*** Given passage Section Begins ***

Psychological assessment is a formal evaluation process that entails collecting information about various areas of a person’s functioning through the use of observed behavior that typically comes in the form of tests administered to the client by a trained professional. Psychological assessment is often used to help obtain an accurate diagnosis and to guide treatment, but a variety of questions can be answered with formal testing that cannot always be answered through medication management visits or therapy visits alone. To learn more about the different types of testing and whether you or someone you love should be tested, please check out our Frequently Asked Questions.
frequently asked questions
What is psychological testing?
Psychological testing is an evaluation that uses standardized tests and measures to help answer questions and describe different areas of a person's functioning, such as their thoughts, feelings, behaviors, personality, symptoms, and diagnosis.
Why might someone be tested?
Psychologists administer tests and assessments for a wide variety of reasons. For example, memory tests and language tests can help determine whether someone is showing signs of dementia or has brain damage from a traumatic brain injury. Tests of attention and executive functioning help us identify problems with attention and impulse control, such as ADHD, that may negatively impact someone’s performance at work or school. Testing can help you, your therapist, or your doctor identify emotional disorders, such as anxiety or depression, as well as the factors that may have caused, maintained, or worsened those disorders. Many psychological tests help us understand how someone’s personality traits contribute to problems in relationships at home, work, or school. Testing can help identify and give us valuable information about problems someone may have with anger management, addiction, eating disorders, or other problematic behaviors, as well as help develop effective recommendations for treatment of those behaviors.

*** Given passage Section Ends ***

● Required tasks:
[A] According to the passage on psychological assessment, which tests can help determine whether someone is showing signs of dementia?
[B] Pick up the passage on psychological assessment after its last sentence and continue it in the same style.
The listing plays no part in this.

*** Excerpted data Section Begins ***

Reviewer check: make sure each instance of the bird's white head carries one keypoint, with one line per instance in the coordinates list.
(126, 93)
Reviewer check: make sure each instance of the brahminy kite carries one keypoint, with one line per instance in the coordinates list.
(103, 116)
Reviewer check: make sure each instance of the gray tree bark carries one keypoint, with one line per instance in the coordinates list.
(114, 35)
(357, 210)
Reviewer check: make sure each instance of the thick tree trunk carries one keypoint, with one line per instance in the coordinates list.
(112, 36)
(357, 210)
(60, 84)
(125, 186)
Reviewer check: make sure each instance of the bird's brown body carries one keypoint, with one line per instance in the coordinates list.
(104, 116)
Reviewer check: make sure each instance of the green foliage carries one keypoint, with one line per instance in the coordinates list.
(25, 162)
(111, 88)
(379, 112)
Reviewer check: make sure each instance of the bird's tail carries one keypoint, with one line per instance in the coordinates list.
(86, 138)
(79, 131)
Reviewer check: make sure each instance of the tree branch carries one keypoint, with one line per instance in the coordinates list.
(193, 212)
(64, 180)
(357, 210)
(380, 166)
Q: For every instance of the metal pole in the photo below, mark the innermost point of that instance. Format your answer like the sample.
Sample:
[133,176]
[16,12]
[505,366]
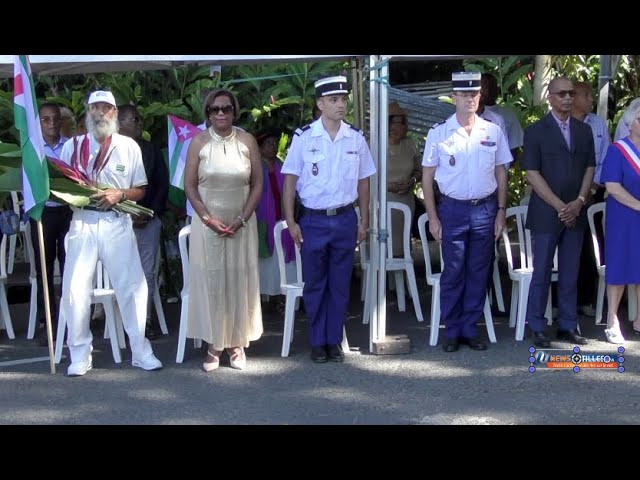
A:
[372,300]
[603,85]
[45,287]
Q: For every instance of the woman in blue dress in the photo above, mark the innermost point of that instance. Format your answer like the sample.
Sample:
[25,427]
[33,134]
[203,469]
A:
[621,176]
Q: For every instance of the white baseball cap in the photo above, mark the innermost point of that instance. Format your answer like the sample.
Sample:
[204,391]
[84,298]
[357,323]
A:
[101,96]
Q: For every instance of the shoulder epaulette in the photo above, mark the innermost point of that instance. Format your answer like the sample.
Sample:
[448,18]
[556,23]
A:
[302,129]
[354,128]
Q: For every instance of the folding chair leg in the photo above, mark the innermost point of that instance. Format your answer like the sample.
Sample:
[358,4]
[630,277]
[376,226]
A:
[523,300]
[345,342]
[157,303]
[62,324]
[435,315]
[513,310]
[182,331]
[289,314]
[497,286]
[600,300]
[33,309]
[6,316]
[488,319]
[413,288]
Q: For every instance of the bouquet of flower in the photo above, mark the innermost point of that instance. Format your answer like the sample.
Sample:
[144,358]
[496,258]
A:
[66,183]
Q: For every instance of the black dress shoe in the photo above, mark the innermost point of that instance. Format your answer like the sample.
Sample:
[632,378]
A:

*** Excerpted data Section Ends ***
*** Excerpted data Section Begins ***

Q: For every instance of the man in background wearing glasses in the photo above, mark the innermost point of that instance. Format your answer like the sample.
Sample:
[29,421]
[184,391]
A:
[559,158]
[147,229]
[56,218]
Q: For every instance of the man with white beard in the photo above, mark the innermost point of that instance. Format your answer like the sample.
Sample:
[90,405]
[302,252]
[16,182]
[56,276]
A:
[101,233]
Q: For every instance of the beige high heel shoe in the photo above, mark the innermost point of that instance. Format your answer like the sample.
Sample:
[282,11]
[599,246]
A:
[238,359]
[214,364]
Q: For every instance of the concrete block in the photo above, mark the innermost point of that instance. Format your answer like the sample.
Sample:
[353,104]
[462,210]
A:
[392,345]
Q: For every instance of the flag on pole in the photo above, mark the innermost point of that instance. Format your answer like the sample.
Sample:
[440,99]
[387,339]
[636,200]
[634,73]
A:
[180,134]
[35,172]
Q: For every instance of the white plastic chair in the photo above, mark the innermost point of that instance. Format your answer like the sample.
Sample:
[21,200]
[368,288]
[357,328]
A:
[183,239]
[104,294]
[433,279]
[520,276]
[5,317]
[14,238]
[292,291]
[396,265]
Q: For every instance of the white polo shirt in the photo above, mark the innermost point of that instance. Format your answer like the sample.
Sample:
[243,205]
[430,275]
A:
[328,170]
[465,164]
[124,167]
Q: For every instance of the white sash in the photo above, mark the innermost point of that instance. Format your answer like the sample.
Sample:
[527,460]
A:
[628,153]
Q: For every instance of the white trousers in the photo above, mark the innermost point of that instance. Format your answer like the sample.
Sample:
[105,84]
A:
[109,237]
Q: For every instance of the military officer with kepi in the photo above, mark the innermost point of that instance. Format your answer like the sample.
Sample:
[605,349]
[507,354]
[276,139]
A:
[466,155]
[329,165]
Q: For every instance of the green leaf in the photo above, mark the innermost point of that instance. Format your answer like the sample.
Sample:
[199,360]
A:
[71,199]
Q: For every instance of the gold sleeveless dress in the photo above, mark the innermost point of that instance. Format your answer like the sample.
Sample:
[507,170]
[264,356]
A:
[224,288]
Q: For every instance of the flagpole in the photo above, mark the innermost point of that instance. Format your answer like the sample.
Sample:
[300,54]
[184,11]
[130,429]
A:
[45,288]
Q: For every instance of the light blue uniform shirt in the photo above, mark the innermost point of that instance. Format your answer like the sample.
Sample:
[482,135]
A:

*** Excerpted data Section Ends ***
*** Excerpted data Section Begins ***

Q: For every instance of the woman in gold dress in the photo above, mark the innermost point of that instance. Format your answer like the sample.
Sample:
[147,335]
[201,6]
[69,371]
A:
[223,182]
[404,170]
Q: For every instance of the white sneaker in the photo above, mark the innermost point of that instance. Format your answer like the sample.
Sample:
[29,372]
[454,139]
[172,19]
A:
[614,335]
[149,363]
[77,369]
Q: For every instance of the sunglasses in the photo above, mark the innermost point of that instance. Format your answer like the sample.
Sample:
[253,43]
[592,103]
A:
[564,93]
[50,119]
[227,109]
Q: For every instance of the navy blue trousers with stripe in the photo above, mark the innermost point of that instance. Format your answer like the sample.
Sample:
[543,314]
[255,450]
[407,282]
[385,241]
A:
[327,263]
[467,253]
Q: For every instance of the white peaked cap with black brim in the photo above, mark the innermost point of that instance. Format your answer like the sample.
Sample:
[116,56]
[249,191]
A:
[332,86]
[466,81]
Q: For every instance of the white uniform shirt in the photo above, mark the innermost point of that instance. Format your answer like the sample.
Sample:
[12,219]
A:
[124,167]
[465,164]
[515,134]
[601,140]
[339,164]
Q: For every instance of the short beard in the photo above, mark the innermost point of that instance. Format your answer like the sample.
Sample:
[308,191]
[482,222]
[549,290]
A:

*** Excerpted data Section Ends ***

● Answers for this exercise:
[A] Memory tests and language tests.

[B]
How do I know if I, or a loved one, need to be tested?
If you have been receiving mental health treatment for years on end, but your symptoms have not significantly improved, even with medication and/or therapy, then testing might be helpful to clarify your diagnosis or to determine alternative/additional treatment recommendations
If you think you or your child have a cognitive or emotional disorder that requires accommodations in school or at work, then testing can help establish the basis for those accommodations and provide recommendations.
What types of evaluations does Fusion offer?
Each evaluation is unique in that tests are chosen for your specific needs and to answer specific questions made by you or the person/agency who referred you here. The most common evaluations are:
- Psychological Evaluation: To make a diagnosis clear and to guide treatment.
- ADHD Evaluation: To provide diagnostic clarity as to whether a patient meets diagnostic criteria for ADHD, the predominate type (Inattentive, Hyperactive/Impulsive, Combined), and the extent to which various areas of functioning are impaired. Treatment recommendations included.
- Psychoeducational Evaluation: To determine whether someone has a learning disorder, intellectual disability, neurocognitive disorder, emotional disorder, ADHD, or any other psychological impairment that negatively impacts academic performance to the extent that accommodations might be needed.
- Neuropsychological Evaluation: To assess multiple areas of brain functioning (e.g., memory, language, motor skills, attention, executive functioning, social/emotional functioning) to determine whether there is any impairment in functioning and to provide treatment recommendations.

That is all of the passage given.